Start of Given entries

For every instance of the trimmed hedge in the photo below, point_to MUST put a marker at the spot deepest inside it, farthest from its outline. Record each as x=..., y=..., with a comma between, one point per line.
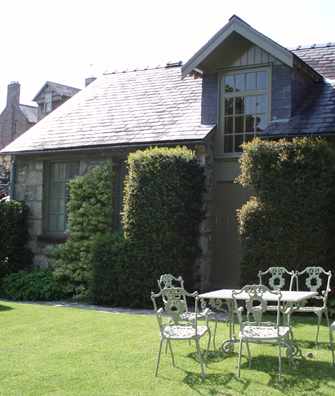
x=90, y=214
x=163, y=208
x=14, y=254
x=37, y=285
x=117, y=275
x=291, y=219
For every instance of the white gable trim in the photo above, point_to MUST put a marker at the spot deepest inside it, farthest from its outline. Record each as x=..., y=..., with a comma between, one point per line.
x=237, y=25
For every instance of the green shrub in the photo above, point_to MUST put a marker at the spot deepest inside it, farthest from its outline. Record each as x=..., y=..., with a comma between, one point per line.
x=117, y=277
x=90, y=214
x=37, y=285
x=290, y=221
x=163, y=208
x=14, y=254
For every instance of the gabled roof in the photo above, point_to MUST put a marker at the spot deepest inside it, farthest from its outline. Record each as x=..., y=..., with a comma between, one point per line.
x=30, y=112
x=60, y=89
x=237, y=25
x=315, y=117
x=321, y=57
x=129, y=108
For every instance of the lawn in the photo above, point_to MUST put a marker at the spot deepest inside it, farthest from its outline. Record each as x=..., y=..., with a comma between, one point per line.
x=68, y=351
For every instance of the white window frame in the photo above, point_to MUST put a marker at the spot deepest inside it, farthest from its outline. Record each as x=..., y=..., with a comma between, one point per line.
x=224, y=95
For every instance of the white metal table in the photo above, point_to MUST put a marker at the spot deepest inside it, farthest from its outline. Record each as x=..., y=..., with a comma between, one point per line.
x=223, y=300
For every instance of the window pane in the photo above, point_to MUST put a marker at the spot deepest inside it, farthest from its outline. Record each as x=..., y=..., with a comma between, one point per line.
x=249, y=123
x=260, y=122
x=261, y=104
x=228, y=108
x=229, y=83
x=248, y=137
x=262, y=80
x=228, y=143
x=238, y=142
x=239, y=105
x=239, y=124
x=228, y=125
x=60, y=174
x=250, y=104
x=239, y=82
x=251, y=81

End of Given entries

What to do:
Repeat, without change, each line of the data above from the one that contains "For every instance of the white window" through the final line, counting both.

Finished exercise:
For every instance of the white window frame in the photo above, point_to MUST put a marker at the spot deepest inside it, farthest from its outline. Record each as x=..., y=..., with a comma between, one point per line.
x=224, y=95
For every instance of the white metal table in the photo above, point_to MUST put a marker at the spot deepest inside it, farthest from its outline. Record each as x=..., y=..., with a comma between, one point per line.
x=223, y=300
For every instance of the window pane in the photo above, point_to MUST put a marker at the spot deepest inside it, farthest from its outline. Record each as x=..., y=..., with a comma between, one point per line.
x=249, y=123
x=260, y=122
x=261, y=104
x=228, y=108
x=229, y=83
x=248, y=137
x=262, y=80
x=228, y=143
x=238, y=142
x=239, y=105
x=239, y=124
x=228, y=125
x=60, y=174
x=250, y=104
x=239, y=82
x=251, y=81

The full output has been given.